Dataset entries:
● ● ● ● ● ● ●

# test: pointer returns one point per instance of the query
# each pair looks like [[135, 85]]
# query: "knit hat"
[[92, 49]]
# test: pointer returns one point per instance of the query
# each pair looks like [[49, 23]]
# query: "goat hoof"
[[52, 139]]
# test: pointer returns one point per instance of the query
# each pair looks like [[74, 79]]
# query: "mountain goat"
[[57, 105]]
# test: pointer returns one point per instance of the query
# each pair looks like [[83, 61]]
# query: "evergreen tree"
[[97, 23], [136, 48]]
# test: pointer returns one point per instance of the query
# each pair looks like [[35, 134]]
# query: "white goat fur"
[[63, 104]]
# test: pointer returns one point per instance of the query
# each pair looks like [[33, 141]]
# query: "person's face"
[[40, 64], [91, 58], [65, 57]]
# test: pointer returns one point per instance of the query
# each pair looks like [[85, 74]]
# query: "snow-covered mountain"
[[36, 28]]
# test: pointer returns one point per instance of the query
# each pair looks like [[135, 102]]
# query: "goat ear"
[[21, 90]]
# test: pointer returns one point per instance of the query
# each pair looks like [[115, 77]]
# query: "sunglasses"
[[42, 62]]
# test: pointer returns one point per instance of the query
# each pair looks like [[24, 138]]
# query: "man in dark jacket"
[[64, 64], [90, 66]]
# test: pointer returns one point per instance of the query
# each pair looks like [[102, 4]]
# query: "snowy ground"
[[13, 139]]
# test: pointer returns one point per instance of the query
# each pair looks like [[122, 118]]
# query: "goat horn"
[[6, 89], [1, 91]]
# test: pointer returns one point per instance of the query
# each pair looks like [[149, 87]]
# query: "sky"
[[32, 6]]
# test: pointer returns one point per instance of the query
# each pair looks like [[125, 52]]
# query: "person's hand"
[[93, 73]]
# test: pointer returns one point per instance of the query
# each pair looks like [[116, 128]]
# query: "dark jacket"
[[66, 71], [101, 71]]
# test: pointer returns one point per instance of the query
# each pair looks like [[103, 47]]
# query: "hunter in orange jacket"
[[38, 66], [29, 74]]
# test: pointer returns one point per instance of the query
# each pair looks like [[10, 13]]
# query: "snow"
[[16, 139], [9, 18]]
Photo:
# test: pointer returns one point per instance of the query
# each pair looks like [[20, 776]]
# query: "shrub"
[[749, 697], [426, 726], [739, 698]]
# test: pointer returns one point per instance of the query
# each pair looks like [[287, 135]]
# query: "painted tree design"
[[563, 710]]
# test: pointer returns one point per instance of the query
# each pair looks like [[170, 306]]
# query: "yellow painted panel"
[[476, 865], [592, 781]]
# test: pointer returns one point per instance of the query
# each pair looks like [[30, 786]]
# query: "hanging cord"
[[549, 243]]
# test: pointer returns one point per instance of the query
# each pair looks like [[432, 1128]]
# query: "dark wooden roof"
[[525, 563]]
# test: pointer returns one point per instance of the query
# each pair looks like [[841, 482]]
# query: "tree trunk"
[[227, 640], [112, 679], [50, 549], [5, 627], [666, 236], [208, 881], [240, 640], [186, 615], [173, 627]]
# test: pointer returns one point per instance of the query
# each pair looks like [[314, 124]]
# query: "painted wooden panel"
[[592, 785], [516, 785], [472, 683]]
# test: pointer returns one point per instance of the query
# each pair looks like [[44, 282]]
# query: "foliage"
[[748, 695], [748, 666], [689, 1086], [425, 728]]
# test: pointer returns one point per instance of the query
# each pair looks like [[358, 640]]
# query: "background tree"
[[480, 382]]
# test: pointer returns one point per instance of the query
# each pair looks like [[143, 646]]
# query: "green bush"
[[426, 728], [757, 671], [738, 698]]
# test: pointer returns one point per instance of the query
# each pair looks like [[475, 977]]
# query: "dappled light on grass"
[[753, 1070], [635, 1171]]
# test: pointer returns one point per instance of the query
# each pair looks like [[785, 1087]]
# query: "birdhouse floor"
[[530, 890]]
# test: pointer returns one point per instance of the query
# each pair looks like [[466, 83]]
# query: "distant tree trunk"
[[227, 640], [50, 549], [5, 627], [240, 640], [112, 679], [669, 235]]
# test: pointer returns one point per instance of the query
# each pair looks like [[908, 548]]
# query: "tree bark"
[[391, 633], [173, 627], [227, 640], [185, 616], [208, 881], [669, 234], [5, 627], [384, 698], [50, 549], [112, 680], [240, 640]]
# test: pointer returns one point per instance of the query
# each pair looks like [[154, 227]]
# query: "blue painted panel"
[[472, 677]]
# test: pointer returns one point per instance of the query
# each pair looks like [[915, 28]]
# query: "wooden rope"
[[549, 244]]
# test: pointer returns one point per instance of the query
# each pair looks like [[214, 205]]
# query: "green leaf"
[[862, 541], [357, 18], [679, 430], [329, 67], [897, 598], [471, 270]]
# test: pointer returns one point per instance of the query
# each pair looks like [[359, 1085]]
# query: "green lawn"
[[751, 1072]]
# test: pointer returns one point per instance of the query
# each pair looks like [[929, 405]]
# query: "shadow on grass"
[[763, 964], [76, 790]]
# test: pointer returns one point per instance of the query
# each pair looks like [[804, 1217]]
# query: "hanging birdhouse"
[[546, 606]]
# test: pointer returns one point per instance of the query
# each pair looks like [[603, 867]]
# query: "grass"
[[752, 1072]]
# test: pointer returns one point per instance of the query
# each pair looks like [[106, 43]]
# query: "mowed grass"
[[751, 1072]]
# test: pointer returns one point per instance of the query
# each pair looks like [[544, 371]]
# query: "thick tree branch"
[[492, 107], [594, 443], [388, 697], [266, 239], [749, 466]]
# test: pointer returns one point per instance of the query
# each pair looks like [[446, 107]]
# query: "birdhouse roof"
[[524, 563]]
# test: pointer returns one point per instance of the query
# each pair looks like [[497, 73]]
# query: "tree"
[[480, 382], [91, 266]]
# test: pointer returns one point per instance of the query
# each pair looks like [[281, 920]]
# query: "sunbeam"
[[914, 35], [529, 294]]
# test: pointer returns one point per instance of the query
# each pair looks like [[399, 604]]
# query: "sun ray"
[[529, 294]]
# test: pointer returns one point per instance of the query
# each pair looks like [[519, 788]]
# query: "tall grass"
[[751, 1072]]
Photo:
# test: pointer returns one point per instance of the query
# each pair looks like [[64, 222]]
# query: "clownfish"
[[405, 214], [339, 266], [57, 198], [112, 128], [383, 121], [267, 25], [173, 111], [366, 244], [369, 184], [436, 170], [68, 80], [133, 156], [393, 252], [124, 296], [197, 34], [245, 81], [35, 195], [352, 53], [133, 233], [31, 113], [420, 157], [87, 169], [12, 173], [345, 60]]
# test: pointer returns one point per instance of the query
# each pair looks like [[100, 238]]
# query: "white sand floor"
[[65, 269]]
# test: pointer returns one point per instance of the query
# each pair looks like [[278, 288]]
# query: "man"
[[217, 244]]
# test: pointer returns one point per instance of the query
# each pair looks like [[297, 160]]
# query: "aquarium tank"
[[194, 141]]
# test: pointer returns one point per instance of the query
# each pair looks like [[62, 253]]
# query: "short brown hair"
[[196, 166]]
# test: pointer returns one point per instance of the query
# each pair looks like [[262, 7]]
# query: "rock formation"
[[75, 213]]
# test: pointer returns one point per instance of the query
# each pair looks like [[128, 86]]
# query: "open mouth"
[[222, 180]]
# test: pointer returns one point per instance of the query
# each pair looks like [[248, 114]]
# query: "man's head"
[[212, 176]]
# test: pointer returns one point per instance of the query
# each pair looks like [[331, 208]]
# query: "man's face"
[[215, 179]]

● ● ● ● ● ● ●

Output all of the lines above as a Markdown table with the columns "Row" and "Line", numbering each row and leaving out any blank lines.

| Row | Line |
|---|---|
| 1 | # test: pointer returns one point per instance of the query |
| 2 | # each pair looks like [[135, 85]] |
| 3 | # query: "knit hat" |
| 4 | [[92, 49]] |
| 5 | # test: pointer returns one point per instance of the query |
| 6 | # each pair looks like [[49, 23]] |
| 7 | # query: "goat hoof" |
| 8 | [[52, 139]] |
| 9 | # test: pointer returns one point per instance of the query |
| 10 | # each pair looks like [[74, 79]] |
| 11 | # query: "mountain goat" |
| 12 | [[57, 105]] |
| 13 | # test: pointer returns one point per instance of the query |
| 14 | # each pair looks like [[83, 61]] |
| 15 | # query: "evergreen tree" |
| 16 | [[97, 23], [136, 48]] |
| 17 | # test: pointer returns one point per instance of the query |
| 18 | # each pair looks like [[35, 134]] |
| 19 | # query: "white goat fur" |
| 20 | [[63, 104]] |
| 21 | # test: pointer returns one point per instance of the query |
| 22 | # each pair looks like [[33, 141]] |
| 23 | # query: "person's face" |
| 24 | [[40, 64], [91, 58], [65, 57]] |
| 25 | # test: pointer returns one point per instance of the query |
| 26 | # each pair looks like [[85, 74]] |
| 27 | # query: "snow-covered mountain" |
| 28 | [[36, 28]] |
| 29 | # test: pointer returns one point per instance of the query |
| 30 | # each pair looks like [[135, 102]] |
| 31 | # query: "goat ear" |
| 32 | [[21, 90]] |
| 33 | # test: pointer returns one point per instance of the query |
| 34 | # each pair looks like [[115, 77]] |
| 35 | # query: "sunglasses" |
| 36 | [[42, 62]] |
| 37 | # test: pointer returns one point per instance of the query |
| 38 | # each pair looks like [[24, 138]] |
| 39 | # query: "man in dark jacket" |
| 40 | [[64, 64], [90, 66]] |
| 41 | # test: pointer returns one point per instance of the query |
| 42 | # each pair looks like [[102, 4]] |
| 43 | # query: "snowy ground" |
| 44 | [[13, 139]] |
| 45 | # test: pointer returns one point per instance of the query |
| 46 | # each pair looks like [[122, 118]] |
| 47 | # query: "goat horn" |
| 48 | [[6, 89], [1, 91]] |
| 49 | # test: pointer returns one point per instance of the query |
| 50 | # each pair looks like [[149, 87]] |
| 51 | # query: "sky" |
| 52 | [[32, 6]] |
| 53 | # test: pointer returns one point per instance of the query |
| 54 | # each pair looks like [[125, 52]] |
| 55 | # query: "person's hand" |
| 56 | [[93, 73]] |
| 57 | # test: pointer returns one point per instance of the query |
| 58 | # each pair looks like [[116, 128]] |
| 59 | # query: "dark jacket" |
| 60 | [[66, 71], [101, 71]] |
| 61 | # test: pointer returns one point per instance of the query |
| 62 | # each pair looks like [[103, 47]] |
| 63 | # query: "hunter in orange jacket" |
| 64 | [[38, 66], [29, 74]] |
| 65 | # test: pointer returns one point per instance of the query |
| 66 | # each pair looks like [[10, 13]] |
| 67 | # query: "snow" |
| 68 | [[16, 139], [9, 18]] |
| 69 | Photo: |
| 70 | # test: pointer returns one point per instance of the query |
| 71 | # each pair looks like [[20, 776]] |
| 72 | # query: "shrub" |
| 73 | [[749, 697], [426, 726], [739, 698]] |
| 74 | # test: pointer returns one point per instance of the query |
| 75 | # each pair looks like [[287, 135]] |
| 76 | # query: "painted tree design" |
| 77 | [[563, 710]] |
| 78 | # test: pointer returns one point per instance of the query |
| 79 | # each pair looks like [[170, 306]] |
| 80 | # query: "yellow painted panel" |
| 81 | [[476, 865], [592, 781]] |
| 82 | # test: pointer returns one point per instance of the query |
| 83 | # each pair looks like [[30, 786]] |
| 84 | # query: "hanging cord" |
| 85 | [[549, 243]] |
| 86 | # test: pointer returns one point per instance of the query |
| 87 | # each pair looks like [[432, 1128]] |
| 88 | # query: "dark wooden roof" |
| 89 | [[525, 563]] |
| 90 | # test: pointer returns one point per instance of the query |
| 91 | # each pair looks like [[841, 482]] |
| 92 | # query: "tree trunk" |
| 93 | [[227, 640], [112, 679], [50, 549], [5, 627], [666, 236], [208, 881], [240, 640], [186, 615], [173, 627]] |
| 94 | # test: pointer returns one point per instance of the query |
| 95 | # each pair looks like [[314, 124]] |
| 96 | # query: "painted wooden panel" |
| 97 | [[592, 785], [516, 785], [472, 683]] |
| 98 | # test: pointer returns one point per instance of the query |
| 99 | # each pair looks like [[44, 282]] |
| 100 | # query: "foliage" |
| 101 | [[748, 695], [748, 666], [689, 1086], [425, 728]] |
| 102 | # test: pointer returns one point per instance of the query |
| 103 | # each pair looks like [[358, 640]] |
| 104 | # query: "background tree" |
| 105 | [[480, 382]] |
| 106 | # test: pointer returns one point per instance of the query |
| 107 | # each pair looks like [[143, 646]] |
| 108 | # query: "green bush" |
| 109 | [[426, 728], [757, 671], [738, 698]] |
| 110 | # test: pointer returns one point per instance of the query |
| 111 | # each pair looks like [[475, 977]] |
| 112 | # query: "dappled light on grass" |
| 113 | [[753, 1070], [635, 1171]] |
| 114 | # test: pointer returns one point per instance of the query |
| 115 | # each pair looks like [[785, 1087]] |
| 116 | # query: "birdhouse floor" |
| 117 | [[530, 890]] |
| 118 | # test: pointer returns one point per instance of the query |
| 119 | # each pair looks like [[466, 83]] |
| 120 | # query: "distant tree trunk" |
| 121 | [[227, 640], [50, 549], [5, 627], [240, 640], [112, 679], [669, 235]] |
| 122 | # test: pointer returns one point per instance of the query |
| 123 | # each pair looks like [[908, 548]] |
| 124 | # query: "tree bark" |
| 125 | [[391, 633], [173, 627], [227, 640], [185, 616], [208, 881], [669, 234], [5, 627], [384, 698], [50, 549], [112, 680], [240, 640]] |
| 126 | # test: pointer returns one point per instance of the query |
| 127 | # each pair looks like [[154, 227]] |
| 128 | # query: "blue painted panel" |
| 129 | [[472, 677]] |
| 130 | # test: pointer returns one point per instance of the query |
| 131 | # each pair looks like [[915, 28]] |
| 132 | # query: "wooden rope" |
| 133 | [[549, 244]] |
| 134 | # test: pointer returns one point per instance of the query |
| 135 | # each pair looks like [[214, 205]] |
| 136 | # query: "green leaf" |
| 137 | [[862, 541], [357, 18], [679, 430], [329, 67], [897, 598], [471, 270]] |
| 138 | # test: pointer returns one point per instance of the query |
| 139 | # each pair looks like [[359, 1085]] |
| 140 | # query: "green lawn" |
| 141 | [[751, 1072]] |
| 142 | # test: pointer returns one point per instance of the query |
| 143 | # each pair looks like [[929, 405]] |
| 144 | # query: "shadow on grass" |
| 145 | [[763, 964], [76, 790]] |
| 146 | # test: pointer returns one point per instance of the query |
| 147 | # each pair looks like [[804, 1217]] |
| 148 | # query: "hanging birdhouse" |
| 149 | [[546, 606]] |
| 150 | # test: pointer returns one point per instance of the query |
| 151 | # each pair looks like [[603, 867]] |
| 152 | # query: "grass" |
| 153 | [[752, 1072]] |
| 154 | # test: pointer returns one point per instance of the query |
| 155 | # each pair looks like [[106, 43]] |
| 156 | # query: "mowed grass" |
| 157 | [[751, 1072]] |
| 158 | # test: pointer returns one point per instance of the query |
| 159 | # each pair looks like [[544, 371]] |
| 160 | # query: "thick tree branch" |
| 161 | [[492, 107], [594, 443], [388, 697], [266, 239], [749, 466]] |
| 162 | # test: pointer returns one point per instance of the query |
| 163 | # each pair looks like [[446, 107]] |
| 164 | # query: "birdhouse roof" |
| 165 | [[524, 563]] |
| 166 | # test: pointer returns one point per instance of the query |
| 167 | # each pair looks like [[497, 73]] |
| 168 | # query: "tree" |
| 169 | [[480, 382], [91, 266]] |
| 170 | # test: pointer returns one point per instance of the query |
| 171 | # each pair looks like [[281, 920]] |
| 172 | # query: "sunbeam" |
| 173 | [[914, 35], [529, 294]] |
| 174 | # test: pointer returns one point per instance of the query |
| 175 | # each pair looks like [[399, 604]] |
| 176 | # query: "sun ray" |
| 177 | [[529, 294]] |
| 178 | # test: pointer returns one point per instance of the query |
| 179 | # each pair looks like [[519, 788]] |
| 180 | # query: "tall grass" |
| 181 | [[751, 1072]] |
| 182 | Photo: |
| 183 | # test: pointer returns one point per instance of the query |
| 184 | # each pair looks like [[64, 222]] |
| 185 | # query: "clownfish" |
| 186 | [[405, 214], [339, 266], [57, 198], [112, 128], [383, 121], [267, 25], [173, 111], [366, 244], [369, 184], [436, 170], [68, 80], [133, 156], [393, 252], [124, 296], [197, 34], [245, 81], [35, 195], [352, 53], [133, 233], [31, 113], [420, 157], [87, 169], [12, 173], [345, 60]] |
| 187 | # test: pointer returns one point per instance of the query |
| 188 | # each pair looks like [[100, 238]] |
| 189 | # query: "white sand floor" |
| 190 | [[65, 269]] |
| 191 | # test: pointer returns one point per instance of the query |
| 192 | # each pair looks like [[278, 288]] |
| 193 | # query: "man" |
| 194 | [[217, 244]] |
| 195 | # test: pointer returns one point per instance of the query |
| 196 | # each pair looks like [[297, 160]] |
| 197 | # query: "aquarium tank" |
| 198 | [[194, 141]] |
| 199 | # test: pointer returns one point per instance of the query |
| 200 | # each pair looks like [[62, 253]] |
| 201 | # query: "short brown hair" |
| 202 | [[196, 166]] |
| 203 | # test: pointer returns one point per instance of the query |
| 204 | # each pair looks like [[262, 7]] |
| 205 | # query: "rock formation" |
| 206 | [[75, 213]] |
| 207 | # test: pointer returns one point per instance of the query |
| 208 | # each pair looks like [[128, 86]] |
| 209 | # query: "open mouth" |
| 210 | [[222, 180]] |
| 211 | # test: pointer returns one point per instance of the query |
| 212 | # each pair looks like [[248, 114]] |
| 213 | # query: "man's head" |
| 214 | [[212, 176]] |
| 215 | # test: pointer returns one point per instance of the query |
| 216 | # each pair looks like [[331, 208]] |
| 217 | # query: "man's face" |
| 218 | [[215, 179]] |